----- Passage to read -----
UBS knowingly played fast and loose with U.S. tax laws and Birkenfeld played right along with the bank, living the high life. Then a friend of his found a three-page memo outlining all the activities the bank was warning its employees not to do, “though they were everything we were being paid to do!” Birkenfeld knew who was responsible for this memo, the “bastard Bovay,” who was “like Satan. And what did that make me? A trusting, naïve dupe. Nothing more than Lucifer’s fucking banker.”

Birkenfeld could simply have left UBS quietly. But that wasn’t in his genes. He wrote a memo to the head of legal and head of compliance at UBS. No response. Eventually he resigned. And sued UBS to cough up his bonus, a suit he won. But he wasn’t satisfied. He decided to whistle-blow to the U.S. authorities.

To say that the Department of Justice didn’t welcome Birkenfeld with open arms would be a gross understatement. Birkenfeld spends the second half of his book describing his dealings with the American government and railing against some of its leading players. The upshot: Birkenfeld pleaded guilty to conspiring with a U.S. citizen, Olenicoff, to defraud the IRS of $7.2 million in taxes owed on assets hidden in secret accounts and was sentenced to 40 months in prison. While he was in prison, his lawyers worked on his behalf to get a whistle-blower’s award from the IRS. UBS had paid out $780 million, about $200 million to the SEC and $580 to the IRS. Once released, Birkenfeld, still on probation and forbidden from leaving New Hampshire (where he opted to go because it has no state income tax), received a check, with taxes already taken out, for $75,816,958.40!
----- Excerpted data -----
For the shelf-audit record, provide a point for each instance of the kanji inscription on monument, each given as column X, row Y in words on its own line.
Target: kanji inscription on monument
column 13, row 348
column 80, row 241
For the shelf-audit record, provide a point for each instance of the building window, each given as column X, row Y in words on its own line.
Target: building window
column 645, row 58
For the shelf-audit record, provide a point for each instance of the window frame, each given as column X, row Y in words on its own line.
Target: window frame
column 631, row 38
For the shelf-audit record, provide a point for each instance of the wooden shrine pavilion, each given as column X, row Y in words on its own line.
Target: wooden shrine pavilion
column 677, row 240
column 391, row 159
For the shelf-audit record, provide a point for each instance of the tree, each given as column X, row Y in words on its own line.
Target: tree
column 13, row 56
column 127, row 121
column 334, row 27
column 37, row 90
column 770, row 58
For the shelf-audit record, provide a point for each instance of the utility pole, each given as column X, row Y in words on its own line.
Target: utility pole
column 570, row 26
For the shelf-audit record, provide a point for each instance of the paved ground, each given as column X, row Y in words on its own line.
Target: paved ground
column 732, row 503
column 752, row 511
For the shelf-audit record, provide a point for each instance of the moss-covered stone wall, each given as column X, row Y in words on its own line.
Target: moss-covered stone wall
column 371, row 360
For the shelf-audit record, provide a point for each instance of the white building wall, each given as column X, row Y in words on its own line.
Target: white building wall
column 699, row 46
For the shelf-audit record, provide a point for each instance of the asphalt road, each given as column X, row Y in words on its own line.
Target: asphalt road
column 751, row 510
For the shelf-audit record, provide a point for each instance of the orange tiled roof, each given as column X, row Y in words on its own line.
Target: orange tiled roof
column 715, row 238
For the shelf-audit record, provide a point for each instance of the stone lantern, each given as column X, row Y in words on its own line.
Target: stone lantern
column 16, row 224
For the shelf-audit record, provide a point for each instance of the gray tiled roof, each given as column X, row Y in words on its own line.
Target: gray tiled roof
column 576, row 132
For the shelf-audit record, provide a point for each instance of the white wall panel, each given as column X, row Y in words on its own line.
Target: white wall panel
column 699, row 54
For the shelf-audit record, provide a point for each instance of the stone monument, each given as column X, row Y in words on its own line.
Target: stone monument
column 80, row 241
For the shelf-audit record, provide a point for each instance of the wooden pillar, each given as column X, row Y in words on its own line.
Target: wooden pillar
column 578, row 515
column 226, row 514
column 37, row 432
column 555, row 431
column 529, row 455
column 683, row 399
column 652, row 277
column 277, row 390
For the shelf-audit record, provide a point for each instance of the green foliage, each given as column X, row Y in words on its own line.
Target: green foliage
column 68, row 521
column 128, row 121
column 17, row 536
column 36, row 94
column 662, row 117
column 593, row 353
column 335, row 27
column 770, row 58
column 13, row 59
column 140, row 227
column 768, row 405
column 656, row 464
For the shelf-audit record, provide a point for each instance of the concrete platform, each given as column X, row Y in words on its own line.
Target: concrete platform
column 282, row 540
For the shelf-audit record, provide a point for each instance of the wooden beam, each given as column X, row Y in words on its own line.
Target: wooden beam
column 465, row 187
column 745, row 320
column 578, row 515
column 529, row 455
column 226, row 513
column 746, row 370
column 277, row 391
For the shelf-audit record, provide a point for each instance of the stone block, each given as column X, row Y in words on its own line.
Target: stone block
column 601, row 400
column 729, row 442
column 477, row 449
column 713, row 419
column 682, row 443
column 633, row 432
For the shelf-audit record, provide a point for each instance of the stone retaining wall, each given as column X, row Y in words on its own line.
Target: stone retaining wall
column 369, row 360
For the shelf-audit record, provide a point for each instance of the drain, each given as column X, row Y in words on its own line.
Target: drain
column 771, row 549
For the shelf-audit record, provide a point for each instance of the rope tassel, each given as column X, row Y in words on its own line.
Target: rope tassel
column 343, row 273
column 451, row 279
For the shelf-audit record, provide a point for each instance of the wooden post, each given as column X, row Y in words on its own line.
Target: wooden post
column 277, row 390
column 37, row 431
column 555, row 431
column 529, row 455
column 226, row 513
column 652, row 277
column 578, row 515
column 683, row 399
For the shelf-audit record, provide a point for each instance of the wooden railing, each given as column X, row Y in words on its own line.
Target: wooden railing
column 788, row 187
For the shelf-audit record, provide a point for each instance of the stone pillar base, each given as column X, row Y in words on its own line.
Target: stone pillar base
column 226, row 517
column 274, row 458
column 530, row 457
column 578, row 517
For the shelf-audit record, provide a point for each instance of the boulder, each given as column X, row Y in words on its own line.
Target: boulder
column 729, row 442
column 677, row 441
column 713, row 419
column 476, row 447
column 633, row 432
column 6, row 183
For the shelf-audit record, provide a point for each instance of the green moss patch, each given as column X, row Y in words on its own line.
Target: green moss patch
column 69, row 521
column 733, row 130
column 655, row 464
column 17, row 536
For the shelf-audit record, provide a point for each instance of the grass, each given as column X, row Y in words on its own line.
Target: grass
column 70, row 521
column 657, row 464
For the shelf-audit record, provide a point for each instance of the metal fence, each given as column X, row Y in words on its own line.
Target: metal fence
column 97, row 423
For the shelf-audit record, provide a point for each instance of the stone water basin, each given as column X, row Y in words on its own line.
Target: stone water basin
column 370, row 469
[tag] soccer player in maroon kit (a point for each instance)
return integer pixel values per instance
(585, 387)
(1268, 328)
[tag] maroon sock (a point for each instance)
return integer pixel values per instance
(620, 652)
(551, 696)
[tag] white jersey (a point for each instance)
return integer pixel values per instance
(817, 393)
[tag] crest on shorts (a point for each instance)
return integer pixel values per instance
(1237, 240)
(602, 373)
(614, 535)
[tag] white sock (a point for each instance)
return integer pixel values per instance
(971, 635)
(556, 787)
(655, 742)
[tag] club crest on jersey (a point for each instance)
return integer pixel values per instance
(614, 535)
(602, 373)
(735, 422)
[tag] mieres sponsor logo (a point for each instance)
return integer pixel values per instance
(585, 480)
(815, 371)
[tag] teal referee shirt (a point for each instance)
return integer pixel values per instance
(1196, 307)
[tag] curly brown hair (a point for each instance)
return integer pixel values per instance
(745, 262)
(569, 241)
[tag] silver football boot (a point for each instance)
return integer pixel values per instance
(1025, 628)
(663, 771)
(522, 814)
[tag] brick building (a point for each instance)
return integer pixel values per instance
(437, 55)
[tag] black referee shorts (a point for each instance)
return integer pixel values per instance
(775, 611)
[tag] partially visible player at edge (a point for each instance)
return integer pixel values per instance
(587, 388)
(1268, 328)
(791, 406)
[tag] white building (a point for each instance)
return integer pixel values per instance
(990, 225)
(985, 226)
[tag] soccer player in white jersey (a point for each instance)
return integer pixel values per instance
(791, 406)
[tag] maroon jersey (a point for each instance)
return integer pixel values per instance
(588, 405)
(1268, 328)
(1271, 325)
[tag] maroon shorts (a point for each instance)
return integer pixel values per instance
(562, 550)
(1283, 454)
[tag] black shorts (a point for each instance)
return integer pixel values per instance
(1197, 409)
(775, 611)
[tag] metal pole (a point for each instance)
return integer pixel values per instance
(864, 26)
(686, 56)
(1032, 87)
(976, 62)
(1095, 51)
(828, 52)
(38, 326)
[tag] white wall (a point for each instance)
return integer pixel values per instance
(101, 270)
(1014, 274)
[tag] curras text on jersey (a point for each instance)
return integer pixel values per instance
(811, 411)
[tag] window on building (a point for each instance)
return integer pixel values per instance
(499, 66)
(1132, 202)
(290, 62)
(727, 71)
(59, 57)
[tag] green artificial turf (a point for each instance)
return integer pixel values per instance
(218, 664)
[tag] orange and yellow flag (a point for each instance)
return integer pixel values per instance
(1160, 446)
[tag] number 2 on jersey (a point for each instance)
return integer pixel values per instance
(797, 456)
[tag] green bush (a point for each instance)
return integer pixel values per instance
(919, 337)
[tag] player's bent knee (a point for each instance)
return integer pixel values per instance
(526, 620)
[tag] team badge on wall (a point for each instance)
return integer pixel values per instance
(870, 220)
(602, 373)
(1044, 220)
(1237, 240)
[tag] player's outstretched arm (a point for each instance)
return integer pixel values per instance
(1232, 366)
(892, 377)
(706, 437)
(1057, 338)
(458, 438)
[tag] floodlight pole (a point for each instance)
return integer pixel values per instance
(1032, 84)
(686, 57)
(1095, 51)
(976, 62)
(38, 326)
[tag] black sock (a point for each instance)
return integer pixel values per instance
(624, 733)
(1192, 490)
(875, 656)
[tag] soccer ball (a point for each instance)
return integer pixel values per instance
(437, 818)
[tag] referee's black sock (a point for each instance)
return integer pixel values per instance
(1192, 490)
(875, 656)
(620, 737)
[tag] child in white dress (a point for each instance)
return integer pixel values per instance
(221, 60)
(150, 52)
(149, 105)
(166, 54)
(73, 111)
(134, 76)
-----
--- Problem to solve ---
Answer these questions from the passage about Birkenfeld and UBS:
1. Which two UBS officials did Birkenfeld send a memo to?
2. How long was the prison sentence he received?
3. What reason does the passage give for his choice of New Hampshire?

--- Answer to this exercise ---
1. The head of legal and the head of compliance.
2. 40 months.
3. New Hampshire has no state income tax.